» **TASKS TO COMPLETE**
(A) Rewrite the paragraph of the gardening passage that begins "But I was still not an organic gardener" more briefly, keeping its main facts.
(B) Please write out the section of the gardening passage starting at "The next day, I" and ending at "tanks and cesspools.".
(C) Decide whether each statement agrees with the gardening passage, answering yes or no and quoting the deciding words: (i) everything in the Bridgehampton garden was organic; (ii) birds now often fall dead from trees after a spraying incident; (iii) the wooden barrel sat at the edge of the field.

» **PROVIDED TEXT**
+ + + +
The next day, I drove down Halsey Neck Lane again. There were dead birds everywhere.

These days, our poisons are in other areas. We rarely have instances of birds falling dead from trees after a spraying incident, but we have ponds and lakes that are lifeless, or mysterious fish kills and outbreaks of deadly algae that lead right back to our gardens, lawns, septic tanks and cesspools.

But I was still not an organic gardener. Rodale’s Organic Gardening magazine was seen as a lunatic fringe publication, and the few organic gardens that I knew about on the East End were weed-infested plots producing mediocre crops more likely to be found in the third world than what we could buy at local farms that used traditional chemical farming.

A group of local “community” gardeners invited me to visit their Bridgehampton garden, where everything was organic. It was disgusting. A large wooden barrel sat in the middle of the field, filled with what they said was compost tea. It was teaming with mosquito larvae, and a dead bird floated on top.
+ + + +
» **INFORMATION SUPPLIED**
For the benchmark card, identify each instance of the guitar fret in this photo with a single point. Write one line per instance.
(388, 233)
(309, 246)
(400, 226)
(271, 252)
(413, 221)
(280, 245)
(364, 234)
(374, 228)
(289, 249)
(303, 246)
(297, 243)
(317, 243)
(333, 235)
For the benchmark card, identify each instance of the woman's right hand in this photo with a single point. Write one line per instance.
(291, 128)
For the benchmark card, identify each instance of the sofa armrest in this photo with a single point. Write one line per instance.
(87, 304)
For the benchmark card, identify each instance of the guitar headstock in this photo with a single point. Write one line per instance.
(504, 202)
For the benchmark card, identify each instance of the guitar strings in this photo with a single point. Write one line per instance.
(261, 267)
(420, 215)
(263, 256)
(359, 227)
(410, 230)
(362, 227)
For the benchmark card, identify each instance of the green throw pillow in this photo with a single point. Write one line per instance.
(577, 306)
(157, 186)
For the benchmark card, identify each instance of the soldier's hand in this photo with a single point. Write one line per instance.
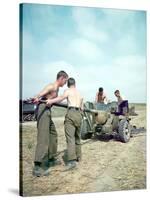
(35, 100)
(49, 102)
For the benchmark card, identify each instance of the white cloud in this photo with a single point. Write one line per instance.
(88, 25)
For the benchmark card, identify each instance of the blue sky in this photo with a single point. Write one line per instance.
(98, 47)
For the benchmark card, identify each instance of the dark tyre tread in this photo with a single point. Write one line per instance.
(124, 131)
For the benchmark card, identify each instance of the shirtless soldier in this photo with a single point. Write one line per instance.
(72, 122)
(46, 149)
(101, 97)
(119, 97)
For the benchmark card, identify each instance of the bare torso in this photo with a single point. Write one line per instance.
(74, 98)
(53, 93)
(100, 98)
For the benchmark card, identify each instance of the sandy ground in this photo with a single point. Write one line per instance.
(107, 165)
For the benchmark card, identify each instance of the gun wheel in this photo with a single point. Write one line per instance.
(124, 131)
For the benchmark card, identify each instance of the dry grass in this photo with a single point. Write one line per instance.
(106, 165)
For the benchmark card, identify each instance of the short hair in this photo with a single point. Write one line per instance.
(116, 91)
(101, 89)
(62, 74)
(71, 81)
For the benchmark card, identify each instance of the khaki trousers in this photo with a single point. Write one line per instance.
(72, 132)
(46, 135)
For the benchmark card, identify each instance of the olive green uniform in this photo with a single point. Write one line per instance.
(46, 136)
(72, 132)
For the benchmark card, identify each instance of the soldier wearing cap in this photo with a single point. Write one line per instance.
(72, 122)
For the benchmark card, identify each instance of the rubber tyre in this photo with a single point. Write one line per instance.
(124, 131)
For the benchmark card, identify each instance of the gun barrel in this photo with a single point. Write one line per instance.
(63, 105)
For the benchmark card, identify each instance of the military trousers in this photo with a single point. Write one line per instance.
(72, 126)
(46, 147)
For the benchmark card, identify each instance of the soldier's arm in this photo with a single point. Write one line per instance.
(58, 99)
(96, 98)
(45, 91)
(82, 104)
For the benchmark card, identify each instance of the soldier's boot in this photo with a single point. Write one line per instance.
(71, 165)
(54, 162)
(78, 159)
(39, 170)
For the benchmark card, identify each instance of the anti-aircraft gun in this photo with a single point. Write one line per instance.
(106, 119)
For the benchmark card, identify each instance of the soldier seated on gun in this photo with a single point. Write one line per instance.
(101, 97)
(122, 103)
(72, 122)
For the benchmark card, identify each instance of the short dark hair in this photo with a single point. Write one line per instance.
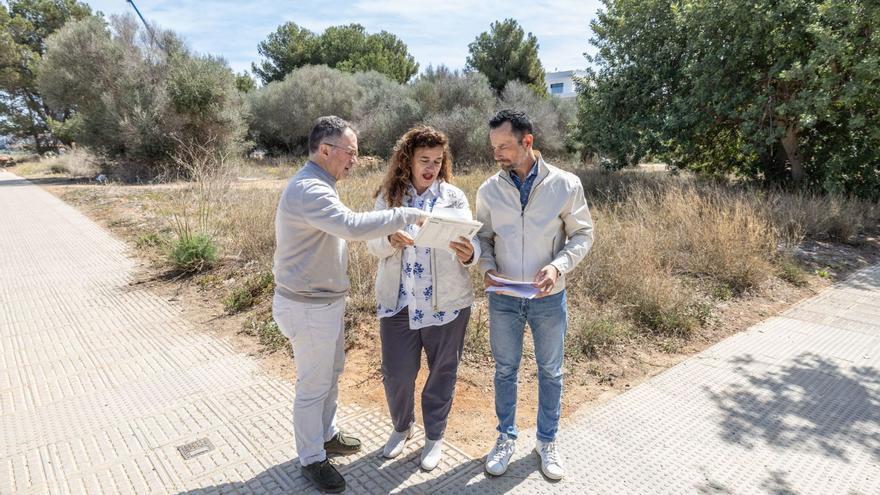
(329, 126)
(519, 122)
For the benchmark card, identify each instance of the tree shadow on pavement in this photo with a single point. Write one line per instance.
(811, 403)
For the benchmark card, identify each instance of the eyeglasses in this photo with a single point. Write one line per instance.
(349, 152)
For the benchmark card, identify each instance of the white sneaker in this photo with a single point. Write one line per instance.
(499, 456)
(431, 453)
(396, 442)
(551, 459)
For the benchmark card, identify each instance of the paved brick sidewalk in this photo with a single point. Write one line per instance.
(101, 382)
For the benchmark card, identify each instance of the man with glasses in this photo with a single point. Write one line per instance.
(311, 282)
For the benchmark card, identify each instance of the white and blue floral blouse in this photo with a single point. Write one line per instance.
(416, 287)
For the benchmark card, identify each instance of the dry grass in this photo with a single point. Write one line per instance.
(668, 250)
(76, 163)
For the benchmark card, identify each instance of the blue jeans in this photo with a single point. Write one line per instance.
(547, 317)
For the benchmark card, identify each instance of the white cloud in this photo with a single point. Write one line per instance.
(435, 32)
+ + + +
» **ANSWERS**
(A) I still wasn't an organic gardener. Rodale's Organic Gardening magazine was seen as a lunatic fringe publication. The few East End organic gardens I knew of were weed-infested plots with mediocre crops, worse than what local farms using traditional chemical farming sold.

(B)
The next day, I drove down Halsey Neck Lane again. There were dead birds everywhere.

These days, our poisons are in other areas. We rarely have instances of birds falling dead from trees after a spraying incident, but we have ponds and lakes that are lifeless, or mysterious fish kills and outbreaks of deadly algae that lead right back to our gardens, lawns, septic tanks and cesspools.

(C)
(i) Yes: "where everything was organic."
(ii) No: "We rarely have instances of birds falling dead from trees after a spraying incident"
(iii) No: "A large wooden barrel sat in the middle of the field"